Heat dampened attendance at this year's event, but Phoenix Pride is scheduled to continue to be held in April for the foreseeable future.

By Glenn Gullickson

Village People at Phoenix Pride 2012

The Village People performing at Phoenix Pride 2012

Pride plans to continue with April dates despite dip in 2012 festival attendance attributed to heat

Despite conducting this year's Phoenix Pride festival in record-breaking heat, the event will continue to be staged in April for the foreseeable future, according to Brandi Sokolosky, the organization's executive director.

Sokolosky acknowledged that the extreme heat during this year's festival played a role in a 15 percent decrease in attendance for the event.

But she said a variety of factors play into the decision to continue to hold the festival on the third full weekend in April.

"That is the date for years to come," she said. "It's the date that causes the least amount of problems."

In 2013, the 33rd annual festival will be held April 20-21 at Steele Indian School Park.

About 22,000 people attended the 2012 festival, Sokolosky said. That was down from 2011's attendance of about 26,000.

This year's attendance included 18,000 on the first day and 4,000 on the second day, she said.

Online ticket sales were the first indication that attendance would be down this year, with 7,100 tickets sold on the web compared to about 10,000 in 2011, Sokolosky said.

About 70 percent of festival tickets purchased online were used on the first day of the event, she said.

Bills are still coming in, but Sokolosky said she thinks that Pride covered its costs despite decreased gate receipts.

Sokolosky said she heard comments from some people who attended the parade, which opened the weekend's festivities, but were discouraged by the heat from continuing on to the festival. Others waited to go to the festival until evening to catch the headliners' acts, she said.

With temperatures passing the 100-degree mark for the first time in 2012 during festival weekend, some of those attending questioned whether future festivals should be conducted on an earlier date.

"The board will not move the event based on one or two comments. That's not the right way to do business," Sokolosky said. "We go more on a majority feeling. We have to do what's best for the community as a whole."

As it is, the Phoenix festival is one of the first major Prides on the calendar in the U.S., where many events are held in June, which is Gay Pride Month. The Phoenix festival was moved from June to April in the late 1990s to avoid the heat of the summer.

Desert heat recently forced another major local outdoor event to change its date when AIDS Walk Phoenix announced that starting this year the walk would move from the first weekend in October to a date two weeks later.

====================

**Stated problem**: Copy word for word the part of the Phoenix Pride article that begins at "Sokolosky acknowledged that" and ends after "day, she said.".

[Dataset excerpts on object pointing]

====================

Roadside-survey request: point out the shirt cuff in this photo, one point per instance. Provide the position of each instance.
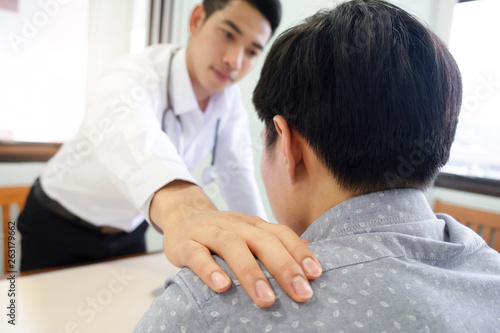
(143, 184)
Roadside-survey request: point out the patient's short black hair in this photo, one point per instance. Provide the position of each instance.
(270, 9)
(373, 91)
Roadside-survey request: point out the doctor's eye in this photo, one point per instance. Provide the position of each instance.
(228, 34)
(252, 53)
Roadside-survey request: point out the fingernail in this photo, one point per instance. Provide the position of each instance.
(311, 267)
(302, 287)
(219, 281)
(264, 292)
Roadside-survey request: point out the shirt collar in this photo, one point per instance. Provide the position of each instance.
(182, 92)
(367, 212)
(181, 89)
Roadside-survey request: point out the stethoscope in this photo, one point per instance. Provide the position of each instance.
(209, 174)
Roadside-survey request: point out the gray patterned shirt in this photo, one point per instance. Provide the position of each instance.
(389, 264)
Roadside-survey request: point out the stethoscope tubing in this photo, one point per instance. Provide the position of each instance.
(208, 171)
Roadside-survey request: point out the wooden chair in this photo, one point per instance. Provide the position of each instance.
(486, 224)
(10, 196)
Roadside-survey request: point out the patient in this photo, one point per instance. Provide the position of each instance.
(360, 105)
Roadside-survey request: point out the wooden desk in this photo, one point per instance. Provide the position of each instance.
(105, 297)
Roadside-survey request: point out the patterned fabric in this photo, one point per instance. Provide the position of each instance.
(389, 265)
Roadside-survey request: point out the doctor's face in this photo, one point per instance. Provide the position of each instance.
(225, 47)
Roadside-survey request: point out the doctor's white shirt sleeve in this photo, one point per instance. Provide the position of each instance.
(136, 154)
(234, 161)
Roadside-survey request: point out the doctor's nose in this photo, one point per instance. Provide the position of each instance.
(233, 58)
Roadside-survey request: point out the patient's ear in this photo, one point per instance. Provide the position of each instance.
(197, 19)
(290, 150)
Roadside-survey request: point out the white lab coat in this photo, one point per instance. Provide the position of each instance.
(108, 173)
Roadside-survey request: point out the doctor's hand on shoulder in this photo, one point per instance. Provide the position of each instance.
(193, 228)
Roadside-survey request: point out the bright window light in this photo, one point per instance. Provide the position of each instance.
(475, 46)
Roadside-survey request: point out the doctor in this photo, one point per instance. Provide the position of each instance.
(152, 118)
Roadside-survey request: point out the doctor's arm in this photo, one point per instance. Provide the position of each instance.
(193, 228)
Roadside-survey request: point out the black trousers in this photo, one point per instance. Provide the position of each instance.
(49, 240)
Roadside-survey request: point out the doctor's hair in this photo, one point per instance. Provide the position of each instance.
(270, 9)
(374, 92)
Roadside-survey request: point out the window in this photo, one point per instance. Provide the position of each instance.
(474, 163)
(52, 51)
(43, 61)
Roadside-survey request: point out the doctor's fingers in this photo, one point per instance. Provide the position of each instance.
(280, 251)
(233, 249)
(259, 241)
(285, 256)
(197, 257)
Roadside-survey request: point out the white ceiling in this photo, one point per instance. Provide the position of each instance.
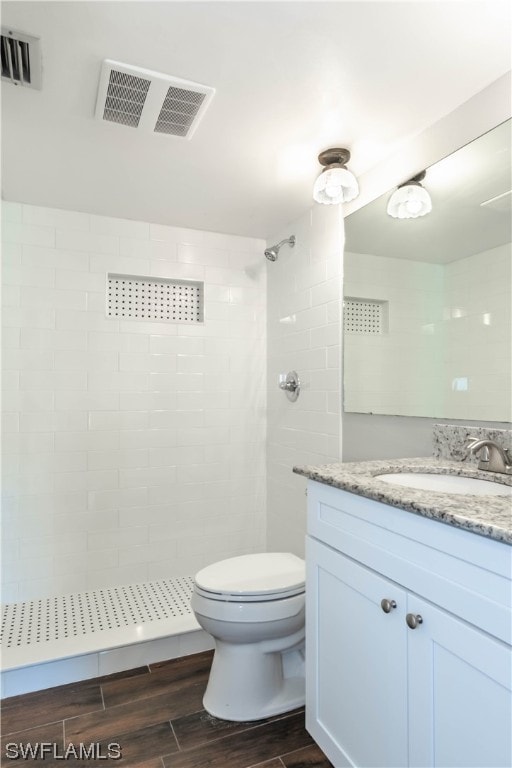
(291, 79)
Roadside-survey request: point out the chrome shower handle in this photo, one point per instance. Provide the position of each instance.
(290, 385)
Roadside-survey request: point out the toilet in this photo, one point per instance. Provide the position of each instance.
(254, 608)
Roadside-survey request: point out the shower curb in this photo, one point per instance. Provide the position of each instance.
(74, 637)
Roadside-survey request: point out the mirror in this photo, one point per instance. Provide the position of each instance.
(427, 301)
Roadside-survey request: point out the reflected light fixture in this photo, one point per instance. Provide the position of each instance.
(336, 184)
(410, 200)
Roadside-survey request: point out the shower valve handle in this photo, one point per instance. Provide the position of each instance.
(290, 385)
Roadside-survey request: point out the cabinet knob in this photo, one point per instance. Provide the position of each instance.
(387, 605)
(413, 620)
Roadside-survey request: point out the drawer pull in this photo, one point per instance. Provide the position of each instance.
(387, 605)
(413, 620)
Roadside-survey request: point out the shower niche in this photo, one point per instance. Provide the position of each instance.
(134, 297)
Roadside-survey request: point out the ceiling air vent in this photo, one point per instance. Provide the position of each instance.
(150, 101)
(21, 58)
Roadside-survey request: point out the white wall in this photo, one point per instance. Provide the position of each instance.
(478, 330)
(304, 289)
(446, 352)
(132, 450)
(396, 371)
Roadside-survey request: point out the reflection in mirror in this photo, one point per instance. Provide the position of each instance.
(427, 301)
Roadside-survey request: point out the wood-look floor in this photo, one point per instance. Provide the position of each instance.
(156, 715)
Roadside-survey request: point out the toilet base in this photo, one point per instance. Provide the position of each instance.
(248, 682)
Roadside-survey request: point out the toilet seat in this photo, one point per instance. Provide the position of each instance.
(252, 578)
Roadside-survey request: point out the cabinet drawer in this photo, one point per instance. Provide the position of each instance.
(467, 574)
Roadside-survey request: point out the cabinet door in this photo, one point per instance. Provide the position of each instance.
(459, 693)
(356, 686)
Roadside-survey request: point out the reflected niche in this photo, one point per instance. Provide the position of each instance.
(427, 300)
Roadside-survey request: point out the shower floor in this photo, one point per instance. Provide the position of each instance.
(74, 637)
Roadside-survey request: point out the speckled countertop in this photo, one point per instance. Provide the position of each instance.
(489, 516)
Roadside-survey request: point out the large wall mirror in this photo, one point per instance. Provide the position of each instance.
(427, 300)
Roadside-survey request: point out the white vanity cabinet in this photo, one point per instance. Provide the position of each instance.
(408, 628)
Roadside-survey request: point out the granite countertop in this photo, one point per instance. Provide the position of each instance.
(489, 516)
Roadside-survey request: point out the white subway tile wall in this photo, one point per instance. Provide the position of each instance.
(132, 450)
(304, 289)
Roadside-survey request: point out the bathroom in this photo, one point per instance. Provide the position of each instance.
(140, 451)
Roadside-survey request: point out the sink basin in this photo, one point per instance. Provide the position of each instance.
(447, 483)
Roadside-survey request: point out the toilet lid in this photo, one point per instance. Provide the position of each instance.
(262, 574)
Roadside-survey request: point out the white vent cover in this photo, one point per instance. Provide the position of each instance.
(365, 316)
(150, 101)
(21, 58)
(153, 298)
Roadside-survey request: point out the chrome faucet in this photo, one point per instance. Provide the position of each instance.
(493, 457)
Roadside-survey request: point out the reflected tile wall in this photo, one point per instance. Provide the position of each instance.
(133, 450)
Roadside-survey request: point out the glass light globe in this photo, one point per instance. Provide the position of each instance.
(335, 185)
(409, 201)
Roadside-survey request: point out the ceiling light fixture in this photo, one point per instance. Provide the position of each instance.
(335, 184)
(410, 200)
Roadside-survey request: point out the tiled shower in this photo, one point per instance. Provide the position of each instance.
(145, 435)
(134, 449)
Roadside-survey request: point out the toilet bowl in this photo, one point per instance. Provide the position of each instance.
(253, 606)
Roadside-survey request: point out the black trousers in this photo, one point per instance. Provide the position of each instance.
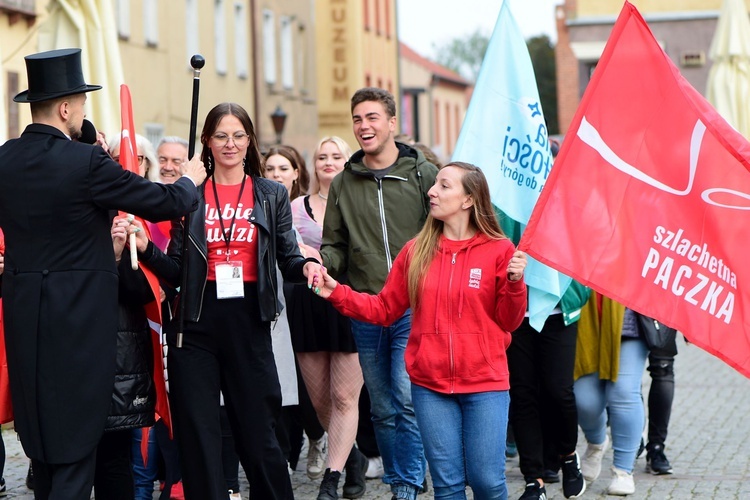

====================

**Answer in full**:
Sokolosky acknowledged that the extreme heat during this year's festival played a role in a 15 percent decrease in attendance for the event.

But she said a variety of factors play into the decision to continue to hold the festival on the third full weekend in April.

"That is the date for years to come," she said. "It's the date that causes the least amount of problems."

In 2013, the 33rd annual festival will be held April 20-21 at Steele Indian School Park.

About 22,000 people attended the 2012 festival, Sokolosky said. That was down from 2011's attendance of about 26,000.

This year's attendance included 18,000 on the first day and 4,000 on the second day, she said.